*** Data Section Begins ***

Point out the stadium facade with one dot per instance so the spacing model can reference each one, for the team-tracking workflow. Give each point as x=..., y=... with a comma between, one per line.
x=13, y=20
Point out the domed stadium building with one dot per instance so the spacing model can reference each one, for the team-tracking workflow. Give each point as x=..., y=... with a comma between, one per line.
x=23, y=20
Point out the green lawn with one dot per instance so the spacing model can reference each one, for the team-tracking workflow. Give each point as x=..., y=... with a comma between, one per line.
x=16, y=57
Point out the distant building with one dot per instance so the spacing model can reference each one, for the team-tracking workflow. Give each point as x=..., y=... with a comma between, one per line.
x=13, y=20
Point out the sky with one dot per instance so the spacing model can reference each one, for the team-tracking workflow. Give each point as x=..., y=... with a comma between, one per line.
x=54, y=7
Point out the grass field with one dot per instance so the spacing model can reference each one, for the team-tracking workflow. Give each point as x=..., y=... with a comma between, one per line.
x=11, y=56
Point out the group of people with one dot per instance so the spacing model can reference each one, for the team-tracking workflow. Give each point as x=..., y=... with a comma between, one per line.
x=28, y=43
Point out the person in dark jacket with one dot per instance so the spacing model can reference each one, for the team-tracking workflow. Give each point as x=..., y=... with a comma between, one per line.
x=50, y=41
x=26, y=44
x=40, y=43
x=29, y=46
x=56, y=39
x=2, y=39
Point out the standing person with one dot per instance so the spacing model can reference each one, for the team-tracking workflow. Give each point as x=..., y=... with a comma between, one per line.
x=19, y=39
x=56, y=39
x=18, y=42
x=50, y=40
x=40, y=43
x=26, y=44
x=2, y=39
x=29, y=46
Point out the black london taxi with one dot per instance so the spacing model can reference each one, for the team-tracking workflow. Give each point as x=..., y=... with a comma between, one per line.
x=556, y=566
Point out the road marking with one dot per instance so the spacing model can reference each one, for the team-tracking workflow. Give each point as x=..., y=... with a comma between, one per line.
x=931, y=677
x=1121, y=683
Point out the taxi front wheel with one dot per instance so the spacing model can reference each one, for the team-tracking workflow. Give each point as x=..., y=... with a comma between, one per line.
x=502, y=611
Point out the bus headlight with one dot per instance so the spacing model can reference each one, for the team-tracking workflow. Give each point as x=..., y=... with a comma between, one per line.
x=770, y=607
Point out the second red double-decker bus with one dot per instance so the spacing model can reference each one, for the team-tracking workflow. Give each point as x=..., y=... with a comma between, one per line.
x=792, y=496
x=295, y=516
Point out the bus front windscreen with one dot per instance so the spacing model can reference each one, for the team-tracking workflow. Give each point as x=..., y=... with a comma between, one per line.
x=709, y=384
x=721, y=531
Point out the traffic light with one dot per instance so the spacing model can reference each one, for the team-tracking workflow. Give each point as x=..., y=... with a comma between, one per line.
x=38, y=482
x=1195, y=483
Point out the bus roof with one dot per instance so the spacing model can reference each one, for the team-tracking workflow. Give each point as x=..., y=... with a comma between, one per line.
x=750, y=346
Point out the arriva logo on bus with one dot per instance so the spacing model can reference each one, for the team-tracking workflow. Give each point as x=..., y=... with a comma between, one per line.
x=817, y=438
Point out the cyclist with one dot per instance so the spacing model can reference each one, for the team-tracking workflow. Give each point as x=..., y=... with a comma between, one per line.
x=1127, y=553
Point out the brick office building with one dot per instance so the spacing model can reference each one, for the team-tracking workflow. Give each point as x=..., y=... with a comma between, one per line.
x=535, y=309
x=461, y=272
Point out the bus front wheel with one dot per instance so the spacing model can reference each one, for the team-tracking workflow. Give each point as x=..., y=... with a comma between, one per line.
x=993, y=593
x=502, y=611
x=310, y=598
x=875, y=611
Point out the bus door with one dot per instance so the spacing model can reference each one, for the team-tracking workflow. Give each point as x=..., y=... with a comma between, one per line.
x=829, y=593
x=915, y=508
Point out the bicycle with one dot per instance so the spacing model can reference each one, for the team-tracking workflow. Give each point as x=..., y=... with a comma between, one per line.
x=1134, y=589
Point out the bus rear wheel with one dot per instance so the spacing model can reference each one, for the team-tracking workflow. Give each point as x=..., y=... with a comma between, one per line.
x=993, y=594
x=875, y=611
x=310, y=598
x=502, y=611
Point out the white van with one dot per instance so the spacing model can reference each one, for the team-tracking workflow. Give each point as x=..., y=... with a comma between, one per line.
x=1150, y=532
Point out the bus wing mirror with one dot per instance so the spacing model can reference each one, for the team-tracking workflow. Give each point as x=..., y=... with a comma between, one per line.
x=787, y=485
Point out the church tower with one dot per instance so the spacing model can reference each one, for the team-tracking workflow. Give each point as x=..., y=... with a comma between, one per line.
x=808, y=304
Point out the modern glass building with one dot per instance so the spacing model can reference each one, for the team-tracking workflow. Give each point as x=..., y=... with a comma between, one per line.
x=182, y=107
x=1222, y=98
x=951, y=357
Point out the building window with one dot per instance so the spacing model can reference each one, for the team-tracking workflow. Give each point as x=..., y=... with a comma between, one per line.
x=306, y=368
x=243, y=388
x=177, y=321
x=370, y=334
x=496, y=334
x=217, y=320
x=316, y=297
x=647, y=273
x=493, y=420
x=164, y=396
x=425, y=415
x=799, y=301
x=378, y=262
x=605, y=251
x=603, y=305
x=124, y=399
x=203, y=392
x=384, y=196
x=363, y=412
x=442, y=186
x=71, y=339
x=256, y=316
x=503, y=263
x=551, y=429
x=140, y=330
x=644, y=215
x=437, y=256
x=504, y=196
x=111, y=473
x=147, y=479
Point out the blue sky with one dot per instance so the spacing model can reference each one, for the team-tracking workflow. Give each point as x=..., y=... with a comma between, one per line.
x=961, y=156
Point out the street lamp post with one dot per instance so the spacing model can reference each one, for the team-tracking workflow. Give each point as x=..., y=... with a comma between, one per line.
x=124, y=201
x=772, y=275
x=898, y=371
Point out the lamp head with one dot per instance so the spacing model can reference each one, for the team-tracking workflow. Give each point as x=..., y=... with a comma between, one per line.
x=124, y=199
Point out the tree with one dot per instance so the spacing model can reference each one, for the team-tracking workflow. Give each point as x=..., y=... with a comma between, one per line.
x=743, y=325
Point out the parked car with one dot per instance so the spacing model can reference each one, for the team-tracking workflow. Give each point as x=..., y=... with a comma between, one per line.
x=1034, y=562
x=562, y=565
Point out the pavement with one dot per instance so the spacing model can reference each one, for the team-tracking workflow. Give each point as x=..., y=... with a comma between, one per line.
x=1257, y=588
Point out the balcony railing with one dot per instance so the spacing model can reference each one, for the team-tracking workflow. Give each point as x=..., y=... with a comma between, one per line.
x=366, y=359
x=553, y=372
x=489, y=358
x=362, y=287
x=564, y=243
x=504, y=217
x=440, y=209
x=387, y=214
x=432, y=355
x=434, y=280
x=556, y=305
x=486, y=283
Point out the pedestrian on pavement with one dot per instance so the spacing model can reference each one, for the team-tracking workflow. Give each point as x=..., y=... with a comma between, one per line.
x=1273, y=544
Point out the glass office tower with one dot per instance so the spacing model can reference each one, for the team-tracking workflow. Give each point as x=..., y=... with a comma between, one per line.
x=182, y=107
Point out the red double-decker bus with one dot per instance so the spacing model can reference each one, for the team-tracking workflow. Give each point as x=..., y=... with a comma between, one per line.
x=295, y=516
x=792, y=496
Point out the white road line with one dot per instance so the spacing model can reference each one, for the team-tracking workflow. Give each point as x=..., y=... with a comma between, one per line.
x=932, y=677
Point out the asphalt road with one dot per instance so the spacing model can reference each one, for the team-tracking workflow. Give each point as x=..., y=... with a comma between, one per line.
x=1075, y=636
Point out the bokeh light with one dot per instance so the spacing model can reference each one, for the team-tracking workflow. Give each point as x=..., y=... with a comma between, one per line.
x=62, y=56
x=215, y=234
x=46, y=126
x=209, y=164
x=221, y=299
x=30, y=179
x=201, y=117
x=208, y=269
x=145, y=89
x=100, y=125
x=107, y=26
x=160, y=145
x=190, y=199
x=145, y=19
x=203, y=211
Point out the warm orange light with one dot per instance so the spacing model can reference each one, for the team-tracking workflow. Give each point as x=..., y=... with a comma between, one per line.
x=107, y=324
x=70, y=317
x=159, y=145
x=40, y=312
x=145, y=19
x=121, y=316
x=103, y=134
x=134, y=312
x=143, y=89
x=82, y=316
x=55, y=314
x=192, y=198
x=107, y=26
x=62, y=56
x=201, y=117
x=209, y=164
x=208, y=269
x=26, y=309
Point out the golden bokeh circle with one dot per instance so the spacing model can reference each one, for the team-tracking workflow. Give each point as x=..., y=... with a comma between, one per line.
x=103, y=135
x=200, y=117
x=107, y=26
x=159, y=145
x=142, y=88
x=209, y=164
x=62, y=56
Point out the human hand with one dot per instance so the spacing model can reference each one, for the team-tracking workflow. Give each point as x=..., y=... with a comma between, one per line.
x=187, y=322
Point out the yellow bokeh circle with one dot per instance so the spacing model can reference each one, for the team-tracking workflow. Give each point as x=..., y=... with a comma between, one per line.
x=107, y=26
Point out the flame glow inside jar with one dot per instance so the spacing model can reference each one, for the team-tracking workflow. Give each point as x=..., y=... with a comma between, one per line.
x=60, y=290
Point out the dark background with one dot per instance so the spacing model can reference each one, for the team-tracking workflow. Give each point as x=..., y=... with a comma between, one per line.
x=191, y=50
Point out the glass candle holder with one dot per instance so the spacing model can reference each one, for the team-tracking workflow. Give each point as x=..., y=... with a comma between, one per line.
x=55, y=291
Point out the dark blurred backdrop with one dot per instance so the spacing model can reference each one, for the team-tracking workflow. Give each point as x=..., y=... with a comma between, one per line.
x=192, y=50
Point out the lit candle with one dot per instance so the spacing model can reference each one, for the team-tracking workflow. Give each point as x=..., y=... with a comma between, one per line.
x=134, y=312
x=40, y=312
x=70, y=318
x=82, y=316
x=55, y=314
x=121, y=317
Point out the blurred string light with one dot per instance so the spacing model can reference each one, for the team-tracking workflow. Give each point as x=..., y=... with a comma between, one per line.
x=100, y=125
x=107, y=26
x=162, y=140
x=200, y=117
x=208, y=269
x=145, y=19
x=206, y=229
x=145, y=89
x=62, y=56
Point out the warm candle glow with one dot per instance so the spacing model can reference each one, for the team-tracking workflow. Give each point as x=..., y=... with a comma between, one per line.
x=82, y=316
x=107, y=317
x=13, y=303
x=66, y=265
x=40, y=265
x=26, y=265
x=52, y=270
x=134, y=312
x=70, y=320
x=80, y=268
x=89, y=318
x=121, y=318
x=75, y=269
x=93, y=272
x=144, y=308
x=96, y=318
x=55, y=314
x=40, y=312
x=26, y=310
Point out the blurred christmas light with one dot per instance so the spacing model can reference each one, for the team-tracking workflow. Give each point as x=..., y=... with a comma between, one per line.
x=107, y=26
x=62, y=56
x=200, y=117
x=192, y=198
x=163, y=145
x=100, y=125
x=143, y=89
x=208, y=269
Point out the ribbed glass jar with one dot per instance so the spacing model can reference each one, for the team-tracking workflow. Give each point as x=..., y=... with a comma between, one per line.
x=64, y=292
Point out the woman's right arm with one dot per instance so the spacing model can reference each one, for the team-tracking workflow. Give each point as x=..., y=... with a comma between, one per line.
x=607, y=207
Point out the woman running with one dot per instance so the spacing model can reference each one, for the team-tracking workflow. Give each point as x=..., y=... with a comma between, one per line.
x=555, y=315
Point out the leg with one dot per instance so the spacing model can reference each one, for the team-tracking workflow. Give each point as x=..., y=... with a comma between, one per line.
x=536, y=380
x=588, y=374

*** Data Section Ends ***

*What you are asked to do*: Working down from the line that contains "Point out the leg", retype each line exactly through the last line of the data, and give nothing else.

*Task solution*:
Point out the leg with one dot per instance so the spacing model can reference each one, for the team-tracking workflow. Give each point as x=..., y=... with a comma between, one per line.
x=536, y=380
x=588, y=374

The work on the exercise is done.